Exercise: Print the listing below word for word, with every line and number kept as it is.
********
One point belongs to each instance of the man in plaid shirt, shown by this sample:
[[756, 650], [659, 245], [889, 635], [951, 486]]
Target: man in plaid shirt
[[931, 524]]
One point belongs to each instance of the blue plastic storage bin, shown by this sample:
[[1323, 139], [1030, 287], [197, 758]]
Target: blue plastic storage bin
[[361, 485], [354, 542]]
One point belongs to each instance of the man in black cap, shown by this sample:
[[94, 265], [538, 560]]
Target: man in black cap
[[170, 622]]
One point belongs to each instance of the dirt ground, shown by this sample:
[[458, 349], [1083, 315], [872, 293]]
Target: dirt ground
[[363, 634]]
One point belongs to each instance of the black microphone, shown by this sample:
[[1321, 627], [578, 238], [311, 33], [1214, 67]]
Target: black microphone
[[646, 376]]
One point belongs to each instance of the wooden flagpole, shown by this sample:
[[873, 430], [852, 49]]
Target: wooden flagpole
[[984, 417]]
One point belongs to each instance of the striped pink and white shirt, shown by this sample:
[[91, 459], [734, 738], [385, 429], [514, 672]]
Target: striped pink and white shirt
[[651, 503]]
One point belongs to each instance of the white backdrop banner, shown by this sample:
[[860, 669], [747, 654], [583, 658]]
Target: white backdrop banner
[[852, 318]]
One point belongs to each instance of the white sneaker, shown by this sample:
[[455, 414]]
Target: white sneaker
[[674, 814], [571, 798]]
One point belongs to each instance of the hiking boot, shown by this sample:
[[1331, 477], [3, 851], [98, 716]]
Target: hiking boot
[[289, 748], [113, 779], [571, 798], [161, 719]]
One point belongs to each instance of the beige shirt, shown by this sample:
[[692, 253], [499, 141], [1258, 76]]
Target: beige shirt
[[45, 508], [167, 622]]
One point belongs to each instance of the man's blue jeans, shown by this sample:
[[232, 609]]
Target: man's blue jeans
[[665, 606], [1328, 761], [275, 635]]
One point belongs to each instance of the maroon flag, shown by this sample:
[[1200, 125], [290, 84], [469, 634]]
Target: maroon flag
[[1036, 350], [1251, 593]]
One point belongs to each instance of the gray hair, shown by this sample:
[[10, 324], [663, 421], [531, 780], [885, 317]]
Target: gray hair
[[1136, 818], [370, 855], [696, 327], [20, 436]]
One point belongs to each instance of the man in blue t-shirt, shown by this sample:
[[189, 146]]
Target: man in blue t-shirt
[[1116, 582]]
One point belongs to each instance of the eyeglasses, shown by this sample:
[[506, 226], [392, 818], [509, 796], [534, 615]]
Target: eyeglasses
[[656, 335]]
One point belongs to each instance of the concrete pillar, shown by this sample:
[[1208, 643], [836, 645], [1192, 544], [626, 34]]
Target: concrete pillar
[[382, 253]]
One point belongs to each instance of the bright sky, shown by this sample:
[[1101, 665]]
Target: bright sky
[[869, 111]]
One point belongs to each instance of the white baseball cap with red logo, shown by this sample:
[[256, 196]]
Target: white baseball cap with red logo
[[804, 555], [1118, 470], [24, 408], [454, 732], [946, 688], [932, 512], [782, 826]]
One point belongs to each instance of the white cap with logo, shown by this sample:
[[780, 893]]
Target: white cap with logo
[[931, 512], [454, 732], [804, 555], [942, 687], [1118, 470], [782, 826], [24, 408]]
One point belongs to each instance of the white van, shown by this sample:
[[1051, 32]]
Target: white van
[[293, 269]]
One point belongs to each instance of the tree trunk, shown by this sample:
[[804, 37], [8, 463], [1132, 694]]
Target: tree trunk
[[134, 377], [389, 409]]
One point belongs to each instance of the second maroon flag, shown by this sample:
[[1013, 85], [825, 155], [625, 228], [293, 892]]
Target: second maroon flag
********
Written reply:
One point belongs to each instance of the man in plaid shirt, shown by this sample:
[[756, 650], [659, 245], [889, 635], [951, 486]]
Target: man in plaid shirt
[[931, 524]]
One point belongs to each instance of the blue plastic storage bin, shown by this sample:
[[1323, 139], [1030, 287], [197, 758]]
Target: blue plastic storage bin
[[361, 485], [354, 542]]
One point belongs to each instance of the man in black cap, shown by this sample:
[[94, 265], [538, 560]]
Target: man in black cap
[[170, 622]]
One point belongs to each instance of the dirt ground, shown by this sample:
[[458, 349], [1083, 315], [872, 293]]
Target: dirt ground
[[363, 634]]
One point belongs to each instance of the black microphone, shown by this sample:
[[1321, 627], [578, 238], [311, 33], [1214, 67]]
Target: black microphone
[[646, 376]]
One point belongs to each instance of the wooden flagpole, shown by this sample:
[[873, 430], [852, 49]]
Target: wooden flagpole
[[984, 417]]
One point belongs to each instance of the striped pink and white shirt, shown by this sample:
[[91, 459], [734, 738], [385, 429], [514, 672]]
Target: striped pink and white shirt
[[651, 503]]
One point belongs to each instance of the white backdrop banner, shown by this sample:
[[860, 669], [747, 654], [583, 658]]
Target: white backdrop banner
[[852, 318]]
One point belongs to each instance of the white sneaker, shown by this sample:
[[455, 414]]
Target: white sneaker
[[674, 814], [571, 798]]
One point belongs to each instance of the hiking boot, shown by this sample:
[[1331, 477], [3, 851], [98, 716]]
Target: hiking boot
[[289, 748], [113, 779], [571, 798], [161, 719]]
One point belongs to each instance of the beige shirt, shown by this sample:
[[692, 253], [499, 141], [1258, 76]]
Target: beige shirt
[[45, 508], [167, 622]]
One point belongs to each instance of the man's blue jeans, shown by this sample:
[[232, 609]]
Target: man's blue jeans
[[665, 606], [1328, 761], [275, 635]]
One point belongs to each instance of the maroon flag, shown by this sample:
[[1200, 125], [290, 84], [469, 634]]
Target: maroon flag
[[1036, 350], [1251, 593]]
One point belongs to each instance of the gray hair, shown by this sample:
[[10, 324], [663, 421], [531, 780], [885, 317]]
Target: gray hair
[[1136, 818], [370, 855], [696, 327], [20, 436]]
One point belongs to each instance of the man in blue t-shirt, shown by this sample:
[[189, 146]]
Target: man in blue t-shirt
[[1116, 582]]
One point belongs to each instance of the eyeglasses, shown by this sample:
[[506, 226], [392, 818], [509, 796], [534, 615]]
Target: eyeglasses
[[656, 335]]
One point belongs to each instance of the concrete pillar, shown by this sample:
[[1208, 643], [836, 645], [1192, 544], [626, 34]]
Target: concrete pillar
[[382, 253]]
One point belongs to each instance of the bright sky, shown by this sample:
[[1101, 665]]
Target: bright sky
[[869, 111]]
One point belongs to each instance of the white baseball cap with red logo, shown by this sample:
[[256, 196]]
Target: white baseball cap with red logo
[[804, 555], [1118, 470], [24, 408], [454, 732], [946, 688], [932, 512], [782, 826]]
One point belongs to each instance of the white cap with logo, shown by this sample:
[[780, 893]]
Target: white cap with logo
[[931, 512], [454, 732], [804, 555], [942, 687], [1118, 470], [782, 826], [24, 408]]
One point belongs to each instance of the white van, shown by this sample:
[[1051, 32]]
Target: white van
[[293, 269]]
One point belongs to each instance of the tree trunk, shown by this sample:
[[804, 37], [8, 463], [1132, 694]]
Target: tree trunk
[[134, 377], [389, 409]]
One point belongs to each instance of the second maroon flag, shown by this sample:
[[1013, 85], [825, 155], [625, 228], [293, 892]]
Target: second maroon flag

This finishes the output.